_Work order_
As the answer, set down the lines below from the one containing "the ground soil" through the one containing "of the potted", exactly and inclusively, and no others.
### Dataset excerpts ###
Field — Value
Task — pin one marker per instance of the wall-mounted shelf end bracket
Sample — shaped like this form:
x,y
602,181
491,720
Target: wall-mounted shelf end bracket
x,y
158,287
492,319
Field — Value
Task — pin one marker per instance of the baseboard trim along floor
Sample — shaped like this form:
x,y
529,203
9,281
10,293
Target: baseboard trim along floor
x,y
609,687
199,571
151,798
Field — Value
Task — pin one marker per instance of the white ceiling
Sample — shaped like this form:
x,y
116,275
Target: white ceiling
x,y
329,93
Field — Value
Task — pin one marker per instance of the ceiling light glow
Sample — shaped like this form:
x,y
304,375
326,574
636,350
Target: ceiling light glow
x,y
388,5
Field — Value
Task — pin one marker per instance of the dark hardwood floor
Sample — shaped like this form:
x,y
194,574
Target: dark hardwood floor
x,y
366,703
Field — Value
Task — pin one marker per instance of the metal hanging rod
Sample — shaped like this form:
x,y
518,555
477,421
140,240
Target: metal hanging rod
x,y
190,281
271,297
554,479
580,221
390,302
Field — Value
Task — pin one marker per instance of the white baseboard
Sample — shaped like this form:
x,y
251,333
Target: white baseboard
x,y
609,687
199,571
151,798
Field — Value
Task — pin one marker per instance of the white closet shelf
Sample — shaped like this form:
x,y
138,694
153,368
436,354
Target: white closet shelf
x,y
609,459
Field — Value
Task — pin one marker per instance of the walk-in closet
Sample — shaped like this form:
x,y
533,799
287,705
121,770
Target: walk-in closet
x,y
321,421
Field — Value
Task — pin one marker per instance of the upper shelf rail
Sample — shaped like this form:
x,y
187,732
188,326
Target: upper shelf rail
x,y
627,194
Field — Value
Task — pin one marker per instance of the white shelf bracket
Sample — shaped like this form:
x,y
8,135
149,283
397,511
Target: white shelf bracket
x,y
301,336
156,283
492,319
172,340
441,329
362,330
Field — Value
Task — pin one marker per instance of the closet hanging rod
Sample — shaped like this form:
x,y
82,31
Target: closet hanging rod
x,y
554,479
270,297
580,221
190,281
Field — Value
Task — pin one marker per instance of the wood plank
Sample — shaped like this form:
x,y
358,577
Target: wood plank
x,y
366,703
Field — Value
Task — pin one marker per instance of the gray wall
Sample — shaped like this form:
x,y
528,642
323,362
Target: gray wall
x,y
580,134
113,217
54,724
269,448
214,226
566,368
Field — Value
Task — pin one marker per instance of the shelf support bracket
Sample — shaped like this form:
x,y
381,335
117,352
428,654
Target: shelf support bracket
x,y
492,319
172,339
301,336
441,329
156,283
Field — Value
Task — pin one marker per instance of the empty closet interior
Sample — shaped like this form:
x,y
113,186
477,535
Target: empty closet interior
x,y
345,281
###
### Dataset excerpts ###
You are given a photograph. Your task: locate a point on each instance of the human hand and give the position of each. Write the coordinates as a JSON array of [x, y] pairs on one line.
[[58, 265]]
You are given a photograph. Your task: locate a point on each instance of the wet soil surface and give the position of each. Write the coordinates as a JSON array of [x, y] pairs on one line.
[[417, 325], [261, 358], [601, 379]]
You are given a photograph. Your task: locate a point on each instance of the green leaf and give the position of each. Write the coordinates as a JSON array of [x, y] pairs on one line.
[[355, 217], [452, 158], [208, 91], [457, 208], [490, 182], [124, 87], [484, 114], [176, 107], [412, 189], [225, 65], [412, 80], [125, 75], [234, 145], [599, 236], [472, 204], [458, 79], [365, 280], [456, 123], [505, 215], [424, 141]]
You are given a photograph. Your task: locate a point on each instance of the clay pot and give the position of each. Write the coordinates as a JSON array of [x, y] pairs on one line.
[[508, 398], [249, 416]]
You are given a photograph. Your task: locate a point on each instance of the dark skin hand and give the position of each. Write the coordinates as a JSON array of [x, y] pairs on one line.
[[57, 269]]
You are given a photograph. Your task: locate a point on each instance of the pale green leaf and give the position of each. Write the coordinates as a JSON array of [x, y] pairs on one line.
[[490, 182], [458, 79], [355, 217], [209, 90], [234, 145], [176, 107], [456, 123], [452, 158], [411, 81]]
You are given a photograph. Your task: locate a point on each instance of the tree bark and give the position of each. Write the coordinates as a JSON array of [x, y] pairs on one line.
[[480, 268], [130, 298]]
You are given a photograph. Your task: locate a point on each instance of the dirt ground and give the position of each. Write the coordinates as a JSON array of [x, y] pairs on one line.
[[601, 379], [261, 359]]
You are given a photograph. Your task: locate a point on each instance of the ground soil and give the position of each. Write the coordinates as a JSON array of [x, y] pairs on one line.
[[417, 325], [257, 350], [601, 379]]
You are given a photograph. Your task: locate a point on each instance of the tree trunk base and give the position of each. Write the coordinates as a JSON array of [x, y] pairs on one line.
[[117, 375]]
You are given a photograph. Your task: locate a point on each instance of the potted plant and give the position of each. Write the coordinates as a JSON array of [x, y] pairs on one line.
###
### Dataset excerpts ###
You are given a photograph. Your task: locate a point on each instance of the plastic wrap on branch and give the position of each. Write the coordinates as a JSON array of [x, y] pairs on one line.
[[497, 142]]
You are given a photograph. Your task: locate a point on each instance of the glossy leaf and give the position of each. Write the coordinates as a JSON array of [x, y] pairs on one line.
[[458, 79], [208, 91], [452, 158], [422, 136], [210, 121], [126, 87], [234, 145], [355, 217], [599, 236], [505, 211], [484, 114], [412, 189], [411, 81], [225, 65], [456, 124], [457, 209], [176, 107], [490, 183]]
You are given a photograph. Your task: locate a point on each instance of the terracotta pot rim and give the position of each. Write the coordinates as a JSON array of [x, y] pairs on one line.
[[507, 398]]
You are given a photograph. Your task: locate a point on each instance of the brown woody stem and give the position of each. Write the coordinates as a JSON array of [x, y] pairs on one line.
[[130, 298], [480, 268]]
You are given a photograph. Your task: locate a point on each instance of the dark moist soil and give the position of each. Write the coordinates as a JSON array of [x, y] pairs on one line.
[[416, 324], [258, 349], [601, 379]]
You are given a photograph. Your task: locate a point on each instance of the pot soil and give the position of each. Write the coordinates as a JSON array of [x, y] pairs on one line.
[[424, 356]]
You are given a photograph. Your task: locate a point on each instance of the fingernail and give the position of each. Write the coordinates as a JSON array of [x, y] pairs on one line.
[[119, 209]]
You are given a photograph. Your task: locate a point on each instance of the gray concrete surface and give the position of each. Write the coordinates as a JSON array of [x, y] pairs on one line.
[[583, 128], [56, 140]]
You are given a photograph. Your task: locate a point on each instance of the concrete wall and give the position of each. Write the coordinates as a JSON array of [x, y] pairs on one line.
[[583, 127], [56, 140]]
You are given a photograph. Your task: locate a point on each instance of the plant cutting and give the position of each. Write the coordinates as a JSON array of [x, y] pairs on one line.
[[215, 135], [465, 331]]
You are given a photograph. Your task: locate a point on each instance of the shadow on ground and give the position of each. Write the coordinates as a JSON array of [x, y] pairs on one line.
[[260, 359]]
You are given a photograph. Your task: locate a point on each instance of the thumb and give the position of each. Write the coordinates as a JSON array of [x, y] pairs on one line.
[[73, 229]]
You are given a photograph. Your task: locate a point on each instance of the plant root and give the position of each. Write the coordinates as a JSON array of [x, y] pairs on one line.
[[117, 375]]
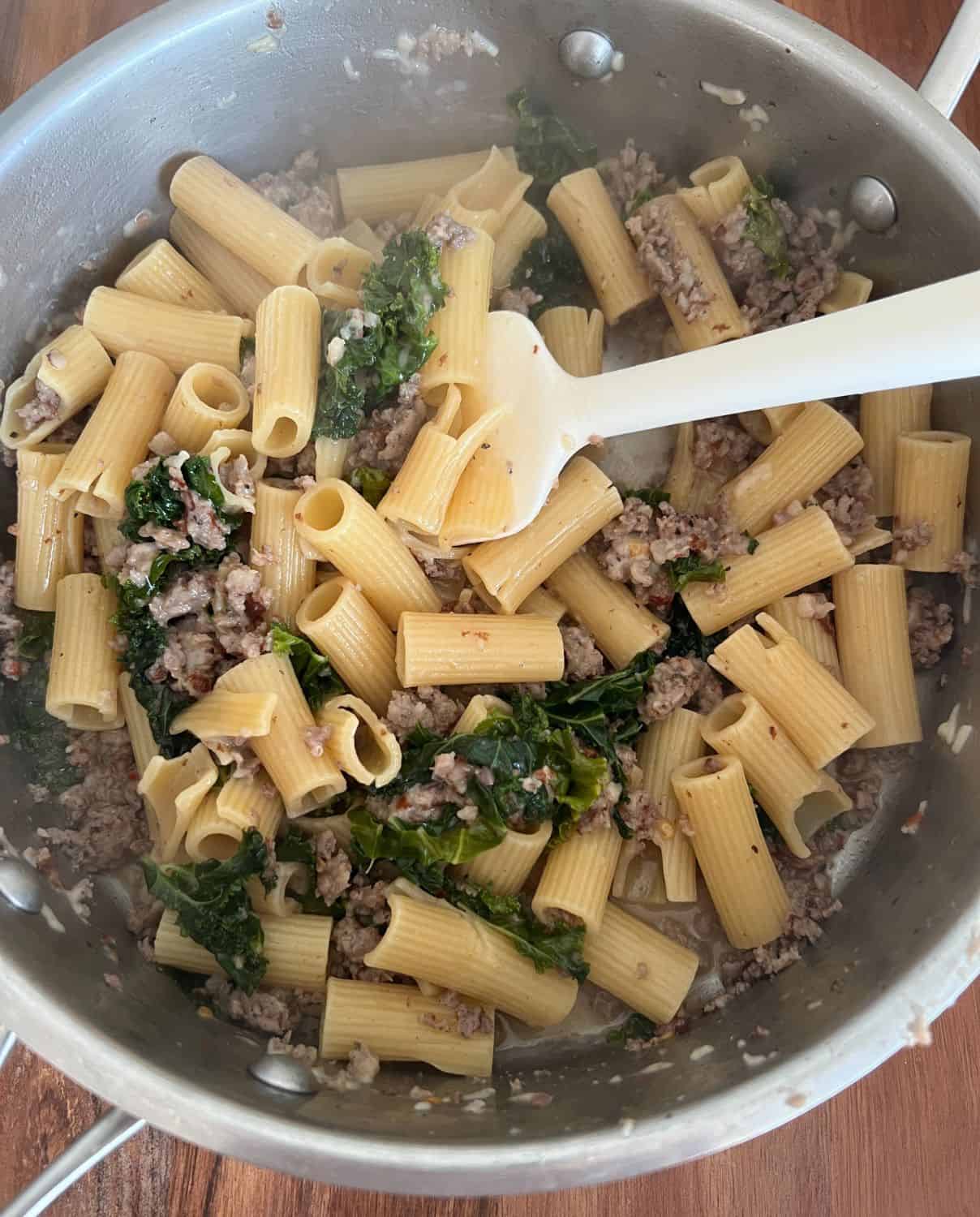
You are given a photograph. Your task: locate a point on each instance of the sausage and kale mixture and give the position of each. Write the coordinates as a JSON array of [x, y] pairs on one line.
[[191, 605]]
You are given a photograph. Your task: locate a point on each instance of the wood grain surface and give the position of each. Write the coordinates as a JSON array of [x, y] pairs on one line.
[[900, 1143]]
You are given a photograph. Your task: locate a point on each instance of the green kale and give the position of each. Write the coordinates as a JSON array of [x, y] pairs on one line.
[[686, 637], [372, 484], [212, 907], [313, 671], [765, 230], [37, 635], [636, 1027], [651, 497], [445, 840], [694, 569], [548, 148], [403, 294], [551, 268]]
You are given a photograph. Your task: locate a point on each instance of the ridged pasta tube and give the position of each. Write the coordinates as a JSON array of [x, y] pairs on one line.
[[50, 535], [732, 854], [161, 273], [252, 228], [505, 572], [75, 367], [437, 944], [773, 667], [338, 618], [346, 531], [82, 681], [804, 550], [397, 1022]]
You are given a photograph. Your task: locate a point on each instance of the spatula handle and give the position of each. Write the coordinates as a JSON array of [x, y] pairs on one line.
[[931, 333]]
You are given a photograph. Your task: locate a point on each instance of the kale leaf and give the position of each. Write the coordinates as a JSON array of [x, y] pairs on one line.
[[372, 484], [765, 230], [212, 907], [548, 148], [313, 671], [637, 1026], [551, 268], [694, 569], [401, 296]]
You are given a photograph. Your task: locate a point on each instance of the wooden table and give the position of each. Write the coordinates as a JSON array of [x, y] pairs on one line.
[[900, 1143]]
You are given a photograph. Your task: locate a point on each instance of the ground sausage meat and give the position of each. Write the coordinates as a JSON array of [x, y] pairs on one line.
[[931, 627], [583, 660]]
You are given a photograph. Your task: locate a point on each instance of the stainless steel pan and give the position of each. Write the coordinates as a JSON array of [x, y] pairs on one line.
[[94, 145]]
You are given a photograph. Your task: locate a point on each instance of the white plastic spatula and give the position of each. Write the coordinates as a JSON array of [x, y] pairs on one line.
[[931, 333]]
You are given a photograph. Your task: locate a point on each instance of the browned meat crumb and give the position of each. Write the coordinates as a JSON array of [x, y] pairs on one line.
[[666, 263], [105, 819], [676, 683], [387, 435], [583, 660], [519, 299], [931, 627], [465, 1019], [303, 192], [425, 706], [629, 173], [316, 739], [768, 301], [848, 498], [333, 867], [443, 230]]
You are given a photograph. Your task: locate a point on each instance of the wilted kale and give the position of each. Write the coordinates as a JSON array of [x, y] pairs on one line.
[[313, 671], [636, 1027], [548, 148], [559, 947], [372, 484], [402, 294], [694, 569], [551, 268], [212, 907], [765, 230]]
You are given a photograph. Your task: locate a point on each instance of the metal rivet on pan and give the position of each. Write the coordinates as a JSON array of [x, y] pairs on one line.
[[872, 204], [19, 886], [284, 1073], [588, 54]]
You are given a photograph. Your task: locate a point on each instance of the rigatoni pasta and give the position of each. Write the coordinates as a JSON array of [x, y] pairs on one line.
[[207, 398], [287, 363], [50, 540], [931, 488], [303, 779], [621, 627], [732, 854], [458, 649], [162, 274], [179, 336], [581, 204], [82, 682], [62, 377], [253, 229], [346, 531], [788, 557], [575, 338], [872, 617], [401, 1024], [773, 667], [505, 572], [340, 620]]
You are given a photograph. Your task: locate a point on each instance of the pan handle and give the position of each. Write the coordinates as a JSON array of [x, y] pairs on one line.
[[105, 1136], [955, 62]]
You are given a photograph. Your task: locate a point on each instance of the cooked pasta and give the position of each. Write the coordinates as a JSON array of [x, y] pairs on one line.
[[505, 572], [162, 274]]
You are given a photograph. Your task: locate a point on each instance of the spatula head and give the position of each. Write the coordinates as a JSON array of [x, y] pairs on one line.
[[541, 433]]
###
_Answer to the exercise_
You are given a photograph. Your task: locate a point on each instance of the ground soil and give the position of each. Write the coordinates as a JSON array of [x, y] pairs on one line.
[[417, 325], [257, 350], [601, 379]]
You are given a photograph. Your task: locate a point on each instance of the tree trunk base and give the position of each. Write the coordinates as a JSON array of [x, y] pairs on one line.
[[117, 375]]
You are given a photograph. Your task: locate a point on each instance of the potted plant and give the position of each. Write the coordinates as a JSON array of [x, y] pairs on one line.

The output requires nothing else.